- **STATED TASK 1**: List every place the piece remembering Bebe mentions by name.
- **STATED TASK 2**: Reproduce the passage of the piece remembering Bebe that opens with the words containing "Many of you" and closes with "entire chocolate pie.".
- **STATED TASK 3**: Write what comes next in the piece remembering Bebe, picking up after its last sentence.

Remembering Bebe

by Grace Ruffin

March 20, 2022

I have always had a fear of Bebe dying. At eight years old, I came down the stairs one morning, inconsolably sobbing. My mom asked me what was wrong, and I told her I had had a dream that Bebe died. She started to comfort me, and I quickly interrupted her to tell her that I wasn’t sad that Bebe was gone, I was sad that she didn’t leave us her cake recipe. If you have had Bebe’s caramel icing pound cake, you will understand.

Many of you know my grandmother as the Fisher Park celebrity or the woman who lived in Deep Roots Market but for a young girl, there was no better grandmother than Betty Ruffin. Sleepovers with Bebe were the best nights of the week. If you never had the pleasure of being on the receiving end of a “Bebe Back Rub” you are missing out. Pearce will agree, those arthritis-stricken hands were magic. She was always eager to take me into her closet to pick a nightgown and a pair of slippers and loved that I preferred the pajama selection of a 75-year-old over my own. We would wake up in the morning and make our way to Smith Street Diner where Bebe would challenge me to see how many pancakes I could eat. I believe this was strategic preparation for later in life, when she would sit there, filled with pride, as I ate an entire chocolate pie.

- **DATA SHOWN**:

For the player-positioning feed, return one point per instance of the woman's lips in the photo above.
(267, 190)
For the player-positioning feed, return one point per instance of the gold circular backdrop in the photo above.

- **RIGHT ANSWER 1**: Fisher Park, Deep Roots Market, Smith Street Diner

- **RIGHT ANSWER 2**:
Many of you know my grandmother as the Fisher Park celebrity or the woman who lived in Deep Roots Market but for a young girl, there was no better grandmother than Betty Ruffin. Sleepovers with Bebe were the best nights of the week. If you never had the pleasure of being on the receiving end of a “Bebe Back Rub” you are missing out. Pearce will agree, those arthritis-stricken hands were magic. She was always eager to take me into her closet to pick a nightgown and a pair of slippers and loved that I preferred the pajama selection of a 75-year-old over my own. We would wake up in the morning and make our way to Smith Street Diner where Bebe would challenge me to see how many pancakes I could eat. I believe this was strategic preparation for later in life, when she would sit there, filled with pride, as I ate an entire chocolate pie.

- **RIGHT ANSWER 3**:
 I thought I was Bebe’s best friend, until Alexa came along. If you have ever been in my grandma’s house, you may have seen one of her three Amazon Alexa’s. I thought one would be sufficient, but she made it very clear that she needed touch free access to music in every room. This was only the start of her technological endeavors. At 87 years old, Bebe used an iPad, an iPhone, and an Apple Watch to watch Netflix, read the news, talk on the phone while walking in Fisher Park, and to send her “Daily Ray of Hope” emails that I am sure many of you also received. It took many training sessions to teach her how to do any of this but at the time, I didn’t realize how much I would miss deciphering her notes that read “screen won’t go black” and showing her how to open a new tab for the 100th time. While I am telling you this because I know Bebe would want me to brag about how tech savvy she was, the reality is that this is just another example of Bebe’s love of learning and child-like curiosity. She lived for deep conversations with people who had experiences different than her own and sought to learn and understand who they were at their core.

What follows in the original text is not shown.